### Problem statement
In the rows below, switch each occurrence of "marker" to "dot" and keep every other part unchanged.

### Data section
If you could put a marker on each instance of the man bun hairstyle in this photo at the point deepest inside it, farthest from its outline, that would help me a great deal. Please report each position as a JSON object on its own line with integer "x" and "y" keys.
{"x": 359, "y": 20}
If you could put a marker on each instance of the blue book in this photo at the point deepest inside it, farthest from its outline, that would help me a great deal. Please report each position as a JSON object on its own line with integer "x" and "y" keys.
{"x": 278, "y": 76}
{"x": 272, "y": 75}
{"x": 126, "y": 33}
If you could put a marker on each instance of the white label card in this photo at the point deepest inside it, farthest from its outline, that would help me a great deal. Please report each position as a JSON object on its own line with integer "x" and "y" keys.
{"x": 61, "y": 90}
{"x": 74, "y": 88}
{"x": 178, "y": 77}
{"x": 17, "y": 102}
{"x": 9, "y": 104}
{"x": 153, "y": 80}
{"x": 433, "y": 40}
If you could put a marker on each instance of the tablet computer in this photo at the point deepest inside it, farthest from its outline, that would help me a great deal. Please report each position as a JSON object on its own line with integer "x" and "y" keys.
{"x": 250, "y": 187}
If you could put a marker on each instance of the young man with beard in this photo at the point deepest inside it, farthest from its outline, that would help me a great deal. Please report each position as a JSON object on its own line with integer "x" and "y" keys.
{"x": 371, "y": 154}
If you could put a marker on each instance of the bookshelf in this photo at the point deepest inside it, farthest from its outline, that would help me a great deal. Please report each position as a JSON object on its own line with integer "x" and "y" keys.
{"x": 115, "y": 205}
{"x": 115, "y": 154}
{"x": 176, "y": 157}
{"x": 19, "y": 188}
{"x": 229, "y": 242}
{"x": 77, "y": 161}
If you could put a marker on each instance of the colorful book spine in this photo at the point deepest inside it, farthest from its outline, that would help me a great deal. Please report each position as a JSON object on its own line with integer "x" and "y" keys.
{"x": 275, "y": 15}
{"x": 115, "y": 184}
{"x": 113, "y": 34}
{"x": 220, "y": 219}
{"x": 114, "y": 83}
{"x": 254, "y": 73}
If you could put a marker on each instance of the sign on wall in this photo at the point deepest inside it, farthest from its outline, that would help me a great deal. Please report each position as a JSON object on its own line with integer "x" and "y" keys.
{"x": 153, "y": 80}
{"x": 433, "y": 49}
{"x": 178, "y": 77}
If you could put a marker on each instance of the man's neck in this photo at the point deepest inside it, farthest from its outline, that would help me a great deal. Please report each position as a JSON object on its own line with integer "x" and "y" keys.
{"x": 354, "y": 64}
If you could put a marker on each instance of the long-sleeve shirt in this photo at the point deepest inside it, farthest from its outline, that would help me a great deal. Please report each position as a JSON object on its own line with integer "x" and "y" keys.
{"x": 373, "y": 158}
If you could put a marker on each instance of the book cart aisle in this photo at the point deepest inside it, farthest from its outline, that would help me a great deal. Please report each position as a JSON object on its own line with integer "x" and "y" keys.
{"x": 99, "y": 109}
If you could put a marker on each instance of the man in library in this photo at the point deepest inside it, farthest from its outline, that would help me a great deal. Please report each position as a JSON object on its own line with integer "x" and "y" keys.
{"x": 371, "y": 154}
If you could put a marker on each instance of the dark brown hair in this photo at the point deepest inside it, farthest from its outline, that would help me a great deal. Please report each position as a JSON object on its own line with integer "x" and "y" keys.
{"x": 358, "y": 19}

### Task output
If you could put a dot on each instance of the man bun hairstyle in this photo at the point deepest inside it, farthest from its outline, that would help me a great deal. Please report each position as a JSON object on its own line with integer "x" and "y" keys.
{"x": 359, "y": 20}
If you could put a dot on each instance of the blue book in this photo at the point deepest inside it, farthest from its outline, that would help me a great deal. Please report each position as a JSON object on its own line with integer "x" and "y" keys.
{"x": 278, "y": 76}
{"x": 272, "y": 75}
{"x": 126, "y": 33}
If you could put a dot on each instance of the white label card in this photo at the point deepest inside it, farthest from its outline, that would help me a great deal. Please report each position as a JSON object on its own line with integer "x" and "y" keys.
{"x": 61, "y": 90}
{"x": 74, "y": 88}
{"x": 178, "y": 77}
{"x": 17, "y": 102}
{"x": 9, "y": 104}
{"x": 153, "y": 80}
{"x": 433, "y": 40}
If you could put a dot on each instance of the tablet computer in this photo at the point deepest inside it, farthest from its outline, that would help me a great deal. Please report each position as a JSON object on its own line with integer "x" and "y" keys.
{"x": 250, "y": 187}
If you could put a dot on each instance of the young man with beard in this photo at the point deepest inside it, farthest from its outline, that would help me a great deal. Please report each position as a JSON object on its own line with integer "x" and "y" keys.
{"x": 371, "y": 154}
If you could put a dot on each instance of the bookshelf in this photo at the point deepest inside it, farthest from its outline, that would help me a great deal. Please report each position as a JSON object on its own line with integer "x" and "y" keys.
{"x": 115, "y": 205}
{"x": 115, "y": 154}
{"x": 176, "y": 157}
{"x": 19, "y": 188}
{"x": 229, "y": 242}
{"x": 77, "y": 161}
If you could put a dot on each instance of the colorful book spine in this photo at the point deepest inside it, farthest from its outline, that would help me a great deal. Please report each position as a JSON object on its own line with integer "x" and "y" keys.
{"x": 275, "y": 15}
{"x": 115, "y": 184}
{"x": 113, "y": 34}
{"x": 220, "y": 219}
{"x": 114, "y": 83}
{"x": 254, "y": 73}
If you could put a dot on each instance of the sign on wall in this photo at the point deepest inside it, farthest from its outline, that would help me a great deal. Please report each position as a JSON object on its own line with integer "x" and "y" keys.
{"x": 153, "y": 80}
{"x": 433, "y": 49}
{"x": 178, "y": 77}
If you could put a dot on each instance of the man's neck in this photo at the point deepest inside it, farthest from its outline, that would help me a great deal. Please report each position as a JSON object on its own line with integer "x" and "y" keys.
{"x": 354, "y": 64}
If you could put a dot on each instance of the long-sleeve shirt in this photo at the point deepest inside it, farthest from its outline, that would help me a great deal. Please report each position as a JSON object on its own line with integer "x" and "y" keys.
{"x": 373, "y": 158}
If you could put a dot on each instance of the book cart aisle in this photo at the point deepest inside it, farthest from its outline, that would help me a great deal. Please report each position as a JSON object on its own line with integer "x" and "y" keys.
{"x": 99, "y": 109}
If you could put a dot on each instance of the man in library in this photo at the point deepest inside it, farthest from its outline, that would help me a great deal. Please report each position as a JSON object on its own line with integer "x" and "y" keys.
{"x": 371, "y": 154}
If you could put a dot on each instance of the dark brown hair in this photo at the point deepest inside it, farthest from its outline, that would help me a great deal. Please report each position as a JSON object on its own line with integer "x" and "y" keys.
{"x": 358, "y": 19}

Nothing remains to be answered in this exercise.